**WRITTEN EXERCISE:**
Starting with the line that contains "Can you spot the curved" and going on through the line that contains "x=1255, y=298", copy out only those lines of the records, requests included, and shift every x and y coordinate in the answers up by 52.

**DATA TO PROCESS:**
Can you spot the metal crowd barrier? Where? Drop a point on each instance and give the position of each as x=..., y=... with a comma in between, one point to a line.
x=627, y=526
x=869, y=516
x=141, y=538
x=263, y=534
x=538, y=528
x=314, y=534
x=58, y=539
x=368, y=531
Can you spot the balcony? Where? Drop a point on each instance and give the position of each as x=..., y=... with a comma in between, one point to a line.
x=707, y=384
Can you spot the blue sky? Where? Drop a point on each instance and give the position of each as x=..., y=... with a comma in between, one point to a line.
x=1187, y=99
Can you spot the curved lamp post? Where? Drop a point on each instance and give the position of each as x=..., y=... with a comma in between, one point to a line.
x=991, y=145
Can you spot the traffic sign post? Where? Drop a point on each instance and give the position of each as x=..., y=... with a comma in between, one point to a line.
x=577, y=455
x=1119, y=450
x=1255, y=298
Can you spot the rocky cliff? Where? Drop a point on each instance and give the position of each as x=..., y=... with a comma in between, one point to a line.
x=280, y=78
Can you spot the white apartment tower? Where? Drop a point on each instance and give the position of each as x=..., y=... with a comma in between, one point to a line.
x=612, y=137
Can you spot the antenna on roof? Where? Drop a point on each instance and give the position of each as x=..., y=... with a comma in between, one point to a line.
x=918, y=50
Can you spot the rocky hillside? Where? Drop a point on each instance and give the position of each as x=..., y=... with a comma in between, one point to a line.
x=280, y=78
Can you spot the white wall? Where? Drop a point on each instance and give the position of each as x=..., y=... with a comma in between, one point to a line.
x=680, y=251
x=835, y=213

---

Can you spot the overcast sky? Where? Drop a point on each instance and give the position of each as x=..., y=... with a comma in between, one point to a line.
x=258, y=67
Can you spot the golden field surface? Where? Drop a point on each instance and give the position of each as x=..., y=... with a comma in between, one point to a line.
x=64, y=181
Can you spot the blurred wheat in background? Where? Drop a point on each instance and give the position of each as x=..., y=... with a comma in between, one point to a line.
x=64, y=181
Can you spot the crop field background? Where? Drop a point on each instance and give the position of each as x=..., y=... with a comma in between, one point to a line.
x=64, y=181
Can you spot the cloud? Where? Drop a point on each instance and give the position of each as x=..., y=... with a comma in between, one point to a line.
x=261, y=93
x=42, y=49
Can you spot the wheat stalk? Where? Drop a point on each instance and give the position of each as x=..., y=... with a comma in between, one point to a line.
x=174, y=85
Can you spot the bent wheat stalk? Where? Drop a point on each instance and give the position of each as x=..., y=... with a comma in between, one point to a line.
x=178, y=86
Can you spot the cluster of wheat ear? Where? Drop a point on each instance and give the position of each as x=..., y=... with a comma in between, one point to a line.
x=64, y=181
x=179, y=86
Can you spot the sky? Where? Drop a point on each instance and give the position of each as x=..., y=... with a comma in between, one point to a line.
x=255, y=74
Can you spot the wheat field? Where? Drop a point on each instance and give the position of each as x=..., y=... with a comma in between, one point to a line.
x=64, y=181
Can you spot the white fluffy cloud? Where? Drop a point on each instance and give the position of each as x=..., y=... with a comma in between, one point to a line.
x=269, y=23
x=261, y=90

**SOLVED PROBLEM:**
Can you spot the curved lamp post? Where? Drop a point on each instance and give the position of each as x=..., y=... with a comma in between, one point to a line.
x=1043, y=197
Can you spot the traffic sign post? Where? Drop a point on each instance and give the position of each as x=..., y=... with a comma in between, one point to a line.
x=629, y=507
x=1171, y=502
x=1307, y=350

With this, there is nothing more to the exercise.